## Dataset records
╔══
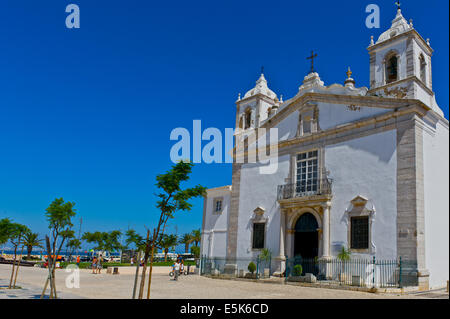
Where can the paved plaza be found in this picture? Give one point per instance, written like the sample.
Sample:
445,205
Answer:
107,286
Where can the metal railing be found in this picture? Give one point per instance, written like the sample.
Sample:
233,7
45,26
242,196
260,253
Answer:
236,267
370,273
305,188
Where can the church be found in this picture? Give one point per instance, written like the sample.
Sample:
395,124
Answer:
362,168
╚══
## Problem to solve
Reproduce the data above line for line without any changes, leaving out the pictures.

## Complete response
Where can the paved plaza be found in this picture? Give one point per instance, written like the sample.
Sample:
445,205
Answer:
107,286
Where can the metal railing be found in this picture? Give one point per instance, written like the sample.
Sample:
233,7
45,26
242,196
260,253
Answer:
236,267
370,273
305,188
Where can the church be found in this picture? Give one point per instance, written like the sample.
Sample:
395,124
Answer:
362,168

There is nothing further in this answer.